++++ Dataset records ++++

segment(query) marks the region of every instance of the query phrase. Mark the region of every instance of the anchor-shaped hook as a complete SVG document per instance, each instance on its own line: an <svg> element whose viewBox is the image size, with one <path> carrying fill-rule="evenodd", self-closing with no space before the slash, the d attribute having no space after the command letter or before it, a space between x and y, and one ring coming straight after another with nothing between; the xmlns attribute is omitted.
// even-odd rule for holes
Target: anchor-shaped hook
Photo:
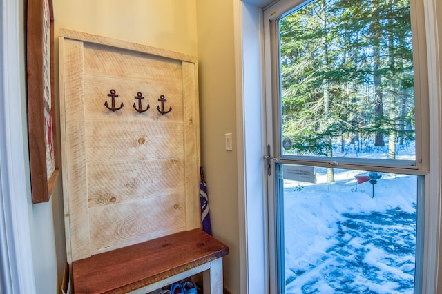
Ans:
<svg viewBox="0 0 442 294"><path fill-rule="evenodd" d="M160 99L158 99L159 101L161 102L161 110L160 110L160 106L157 106L157 110L158 110L158 112L160 113L161 113L162 115L165 115L166 113L169 113L171 111L172 111L172 106L171 106L169 108L169 111L164 111L164 102L166 102L167 100L166 100L166 99L164 98L164 95L161 95L160 96Z"/></svg>
<svg viewBox="0 0 442 294"><path fill-rule="evenodd" d="M137 108L137 106L135 106L135 102L133 103L133 108L135 110L137 110L138 112L140 113L144 112L144 111L147 111L151 108L151 106L148 104L147 108L146 109L143 109L142 106L141 101L144 99L144 97L142 97L142 94L141 93L141 92L138 92L138 93L137 94L137 97L135 97L135 99L138 99L138 108Z"/></svg>
<svg viewBox="0 0 442 294"><path fill-rule="evenodd" d="M108 101L104 102L104 106L108 108L109 110L115 111L119 109L122 109L124 104L122 102L122 105L119 107L115 107L115 97L118 97L118 95L115 94L115 90L112 89L110 90L110 94L108 94L108 96L112 97L112 107L108 106Z"/></svg>

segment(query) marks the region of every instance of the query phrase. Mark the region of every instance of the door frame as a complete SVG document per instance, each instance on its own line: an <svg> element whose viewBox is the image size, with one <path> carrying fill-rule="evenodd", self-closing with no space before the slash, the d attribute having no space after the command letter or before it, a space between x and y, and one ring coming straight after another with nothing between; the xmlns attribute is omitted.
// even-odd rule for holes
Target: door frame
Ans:
<svg viewBox="0 0 442 294"><path fill-rule="evenodd" d="M34 293L23 139L23 1L1 0L0 7L0 292Z"/></svg>

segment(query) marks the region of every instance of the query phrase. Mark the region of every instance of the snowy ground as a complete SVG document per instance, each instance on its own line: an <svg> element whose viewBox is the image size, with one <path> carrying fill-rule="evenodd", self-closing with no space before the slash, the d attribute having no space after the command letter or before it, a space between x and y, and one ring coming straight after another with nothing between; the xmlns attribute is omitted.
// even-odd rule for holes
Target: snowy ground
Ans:
<svg viewBox="0 0 442 294"><path fill-rule="evenodd" d="M417 177L325 169L317 182L285 180L286 293L412 293Z"/></svg>

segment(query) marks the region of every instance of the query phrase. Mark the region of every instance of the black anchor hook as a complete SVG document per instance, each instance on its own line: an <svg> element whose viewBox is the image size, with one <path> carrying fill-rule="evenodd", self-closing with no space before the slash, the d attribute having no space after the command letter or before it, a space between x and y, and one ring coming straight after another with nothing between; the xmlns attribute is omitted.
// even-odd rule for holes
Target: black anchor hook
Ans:
<svg viewBox="0 0 442 294"><path fill-rule="evenodd" d="M157 106L157 110L158 110L158 112L160 113L161 113L162 115L165 115L166 113L169 113L171 111L172 111L172 106L171 106L169 108L168 111L164 111L164 102L166 102L167 100L166 100L166 99L164 98L164 95L161 95L160 96L160 99L158 99L159 101L161 102L161 110L160 110L160 106Z"/></svg>
<svg viewBox="0 0 442 294"><path fill-rule="evenodd" d="M119 109L122 109L124 104L122 102L122 105L119 107L115 107L115 97L118 97L118 95L115 94L115 90L112 89L110 90L110 94L108 94L108 96L112 97L112 107L108 106L108 101L104 101L104 106L108 108L109 110L115 111Z"/></svg>
<svg viewBox="0 0 442 294"><path fill-rule="evenodd" d="M138 108L137 108L137 106L135 106L135 102L133 103L133 108L135 110L137 110L139 113L142 113L142 112L144 112L144 111L147 111L151 108L151 106L148 104L147 108L146 109L143 109L143 107L142 106L141 101L143 100L144 97L142 97L142 94L141 93L141 92L138 92L138 93L137 94L137 96L135 97L135 99L138 99Z"/></svg>

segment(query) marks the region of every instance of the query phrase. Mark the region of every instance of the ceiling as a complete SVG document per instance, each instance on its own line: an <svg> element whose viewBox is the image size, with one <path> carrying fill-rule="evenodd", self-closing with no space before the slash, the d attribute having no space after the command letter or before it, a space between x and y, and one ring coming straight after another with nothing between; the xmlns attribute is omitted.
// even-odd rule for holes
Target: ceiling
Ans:
<svg viewBox="0 0 442 294"><path fill-rule="evenodd" d="M272 2L277 2L278 0L243 0L244 2L253 4L258 7L265 7Z"/></svg>

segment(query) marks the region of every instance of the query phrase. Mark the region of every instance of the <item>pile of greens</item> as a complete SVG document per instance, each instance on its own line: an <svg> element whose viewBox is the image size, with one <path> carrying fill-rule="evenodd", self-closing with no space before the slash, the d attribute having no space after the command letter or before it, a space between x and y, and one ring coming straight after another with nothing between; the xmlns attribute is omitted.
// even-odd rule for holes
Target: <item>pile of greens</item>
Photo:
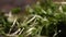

++++

**Prompt**
Arrange the lines of the data above as a numbered list, skipping blank lines and leaving out the pictures.

**Solution to the problem**
1. segment(query) marks the region of every instance of the query phrase. Mark the region of every instance of the anchor-shaped hook as a complete SVG document per instance, each instance on its own line: an <svg> element whose viewBox is the image size, with one <path> carrying fill-rule="evenodd", self-closing with no space before the slash, the d attribute having no space after the command letter or before it, a space between x and y, and one ring coming straight after another with nothing between; the xmlns attribute is omitted.
2. // even-odd rule for holes
3. Target: anchor-shaped hook
4. Photo:
5. Ans:
6. <svg viewBox="0 0 442 294"><path fill-rule="evenodd" d="M160 99L158 99L159 101L161 102L161 110L160 110L160 106L157 106L157 110L158 110L158 112L160 113L161 113L162 115L165 115L166 113L169 113L171 111L172 111L172 106L171 106L169 108L169 111L164 111L164 102L166 102L167 100L166 100L166 99L164 98L164 95L161 95L160 96Z"/></svg>
7. <svg viewBox="0 0 442 294"><path fill-rule="evenodd" d="M137 108L137 106L135 106L135 102L133 103L133 108L135 110L137 110L138 112L140 113L144 112L144 111L147 111L151 108L151 106L148 104L147 108L146 109L143 109L142 106L141 101L144 99L144 97L142 97L142 94L141 93L141 92L138 92L138 93L137 94L137 97L135 97L135 99L138 99L138 108Z"/></svg>
8. <svg viewBox="0 0 442 294"><path fill-rule="evenodd" d="M108 101L104 102L104 106L108 108L109 110L115 111L119 109L122 109L124 104L122 102L122 105L119 107L115 107L115 97L118 97L118 95L115 94L115 90L112 89L110 90L110 94L108 94L108 96L112 97L112 107L108 106Z"/></svg>
9. segment(query) marks the region of every instance of the query phrase. Mark the region of every instance of the door frame as a complete SVG document per instance, each instance on its own line: an <svg> element whose viewBox is the image size, with one <path> carrying fill-rule="evenodd", self-closing with no space before the slash, the d attribute having no space after the command letter or before it, a space between x and y, and one ring coming straight after another with nothing between; the xmlns attribute is omitted.
10. // even-odd rule for holes
11. Target: door frame
12. Ans:
13. <svg viewBox="0 0 442 294"><path fill-rule="evenodd" d="M34 293L23 139L23 1L1 0L0 7L0 292Z"/></svg>
14. segment(query) marks the region of every instance of the query phrase. Mark the region of every instance of the snowy ground as a complete SVG document per instance, each instance on its own line: an <svg> element whose viewBox is the image size, with one <path> carrying fill-rule="evenodd", self-closing with no space before the slash, the d attribute having no space after the command letter or before it, a space between x and y, and one ring coming straight after another with nothing between; the xmlns attribute is omitted.
15. // even-odd rule for holes
16. Target: snowy ground
17. Ans:
18. <svg viewBox="0 0 442 294"><path fill-rule="evenodd" d="M417 177L325 169L317 182L285 180L286 293L412 293Z"/></svg>
19. segment(query) marks the region of every instance of the query phrase. Mark the region of every instance of the black anchor hook as a complete SVG document per instance, each instance on its own line: an <svg> element whose viewBox is the image size, with one <path> carrying fill-rule="evenodd", self-closing with no space before the slash, the d attribute having no space after the command letter or before it, a space between x and y, and one ring coming straight after another with nothing between; the xmlns attribute is omitted.
20. // even-odd rule for holes
21. Target: black anchor hook
22. Ans:
23. <svg viewBox="0 0 442 294"><path fill-rule="evenodd" d="M157 106L157 110L158 110L158 112L160 113L161 113L162 115L165 115L166 113L169 113L171 111L172 111L172 106L171 106L169 108L168 111L164 111L164 102L166 102L167 100L166 100L166 99L164 98L164 95L161 95L160 96L160 99L158 99L159 101L161 102L161 110L160 110L160 106Z"/></svg>
24. <svg viewBox="0 0 442 294"><path fill-rule="evenodd" d="M119 109L122 109L124 104L122 102L122 105L119 107L115 107L115 97L118 97L118 95L115 94L115 90L112 89L110 90L110 94L108 94L108 96L112 97L112 107L108 106L108 101L104 101L104 106L108 108L109 110L115 111Z"/></svg>
25. <svg viewBox="0 0 442 294"><path fill-rule="evenodd" d="M138 108L137 108L137 106L135 106L135 102L133 103L133 108L135 110L137 110L139 113L142 113L142 112L144 112L144 111L147 111L151 108L151 106L148 104L147 108L146 109L143 109L143 107L142 106L141 101L143 100L144 97L142 97L142 94L141 93L141 92L138 92L138 93L137 94L137 96L135 97L135 99L138 99Z"/></svg>
26. segment(query) marks the region of every instance of the query phrase. Mark the region of every instance of the ceiling as a complete SVG document per instance, each instance on its own line: an <svg> element whose viewBox is the image size, with one <path> carrying fill-rule="evenodd", self-closing with no space before the slash, the d attribute having no space after the command letter or before it, a space between x and y, and one ring coming straight after another with nothing between; the xmlns attribute is omitted.
27. // even-odd rule for holes
28. Target: ceiling
29. Ans:
30. <svg viewBox="0 0 442 294"><path fill-rule="evenodd" d="M272 2L277 2L278 0L243 0L244 2L253 4L258 7L265 7Z"/></svg>
31. segment(query) marks the region of every instance of the query phrase. Mark the region of every instance of the <item>pile of greens</item> as a complete SVG document per instance, each instance on its own line: an <svg> element whose viewBox is the image size, with one <path> carrying fill-rule="evenodd", self-closing with no space before the slash, the d attribute having no space after the command letter or before it, a space between x and y, and one ring coming straight after another with nothing between; the xmlns attribute is omitted.
32. // even-odd rule for holes
33. Target: <item>pile of greens</item>
34. Photo:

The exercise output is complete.